--- Start of Record set ---

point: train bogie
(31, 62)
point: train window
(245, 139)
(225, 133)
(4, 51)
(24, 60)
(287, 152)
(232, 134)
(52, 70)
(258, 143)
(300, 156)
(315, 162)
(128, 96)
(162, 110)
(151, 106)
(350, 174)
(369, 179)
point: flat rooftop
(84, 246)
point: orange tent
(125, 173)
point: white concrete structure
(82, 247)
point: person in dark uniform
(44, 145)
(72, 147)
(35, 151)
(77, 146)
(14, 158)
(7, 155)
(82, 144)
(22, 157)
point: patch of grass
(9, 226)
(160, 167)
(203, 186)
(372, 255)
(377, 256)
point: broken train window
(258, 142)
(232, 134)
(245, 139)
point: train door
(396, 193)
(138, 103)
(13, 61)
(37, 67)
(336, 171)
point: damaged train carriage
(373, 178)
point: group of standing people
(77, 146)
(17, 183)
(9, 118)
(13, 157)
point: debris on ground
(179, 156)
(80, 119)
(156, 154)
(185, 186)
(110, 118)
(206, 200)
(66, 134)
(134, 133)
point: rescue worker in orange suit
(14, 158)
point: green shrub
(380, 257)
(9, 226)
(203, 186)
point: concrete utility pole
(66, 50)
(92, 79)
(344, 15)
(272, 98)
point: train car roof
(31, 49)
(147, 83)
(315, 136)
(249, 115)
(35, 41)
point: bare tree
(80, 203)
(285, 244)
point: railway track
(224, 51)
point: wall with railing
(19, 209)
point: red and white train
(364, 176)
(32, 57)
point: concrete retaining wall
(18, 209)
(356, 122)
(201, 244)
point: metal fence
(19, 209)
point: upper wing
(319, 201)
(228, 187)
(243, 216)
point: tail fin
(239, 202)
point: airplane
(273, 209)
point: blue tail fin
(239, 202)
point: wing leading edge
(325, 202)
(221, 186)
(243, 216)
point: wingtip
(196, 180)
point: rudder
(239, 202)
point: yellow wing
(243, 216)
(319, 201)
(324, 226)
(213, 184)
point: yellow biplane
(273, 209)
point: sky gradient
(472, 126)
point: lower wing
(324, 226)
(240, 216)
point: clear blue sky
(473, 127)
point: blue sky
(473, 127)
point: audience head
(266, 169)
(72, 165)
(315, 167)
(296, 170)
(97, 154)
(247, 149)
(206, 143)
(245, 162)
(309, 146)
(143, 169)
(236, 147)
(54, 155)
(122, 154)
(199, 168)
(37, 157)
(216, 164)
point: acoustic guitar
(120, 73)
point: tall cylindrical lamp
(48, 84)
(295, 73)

--- End of Record set ---

◆ Short task
Would you restate each of the entries word for word?

◆ In response
point: train bogie
(31, 62)
point: train window
(245, 139)
(225, 133)
(4, 51)
(24, 60)
(287, 152)
(232, 134)
(52, 70)
(258, 143)
(300, 156)
(315, 162)
(128, 96)
(162, 110)
(151, 106)
(350, 174)
(369, 179)
point: flat rooftop
(84, 246)
point: orange tent
(125, 173)
point: white concrete structure
(82, 247)
point: person in dark uniform
(44, 145)
(72, 147)
(35, 151)
(77, 146)
(14, 158)
(7, 155)
(82, 144)
(22, 157)
point: patch of grass
(9, 226)
(160, 167)
(203, 186)
(372, 255)
(377, 256)
point: broken train window
(258, 142)
(232, 134)
(245, 139)
point: train door
(396, 193)
(138, 103)
(13, 61)
(37, 67)
(336, 171)
point: damaged train carriage
(373, 178)
point: group of standing people
(77, 146)
(17, 183)
(9, 118)
(13, 157)
point: debris on ground
(179, 156)
(80, 119)
(156, 154)
(185, 186)
(110, 118)
(206, 200)
(66, 134)
(134, 133)
point: rescue worker in orange suit
(14, 158)
point: green shrub
(380, 257)
(9, 226)
(203, 186)
point: concrete utility pole
(66, 50)
(92, 79)
(344, 15)
(272, 98)
point: train car roof
(31, 49)
(147, 83)
(315, 136)
(249, 115)
(35, 41)
point: bare tree
(80, 203)
(285, 244)
point: railway track
(224, 51)
point: wall with railing
(19, 209)
point: red and white train
(364, 176)
(32, 57)
point: concrete retaining wall
(18, 209)
(356, 122)
(201, 244)
point: metal fence
(19, 209)
point: upper wing
(319, 201)
(228, 187)
(243, 216)
point: tail fin
(239, 202)
point: airplane
(273, 209)
point: blue tail fin
(239, 202)
point: wing leading edge
(325, 202)
(221, 186)
(243, 216)
point: wingtip
(196, 180)
point: rudder
(239, 202)
point: yellow wing
(243, 216)
(319, 201)
(324, 226)
(213, 184)
point: yellow biplane
(273, 209)
point: sky gradient
(472, 126)
point: lower wing
(324, 226)
(240, 216)
point: clear blue sky
(473, 127)
point: blue sky
(473, 127)
point: audience head
(266, 169)
(72, 165)
(315, 167)
(296, 170)
(97, 154)
(247, 149)
(206, 143)
(245, 162)
(309, 146)
(143, 169)
(236, 147)
(54, 155)
(122, 154)
(199, 168)
(37, 157)
(216, 164)
point: acoustic guitar
(120, 73)
point: tall cylindrical lamp
(48, 84)
(295, 73)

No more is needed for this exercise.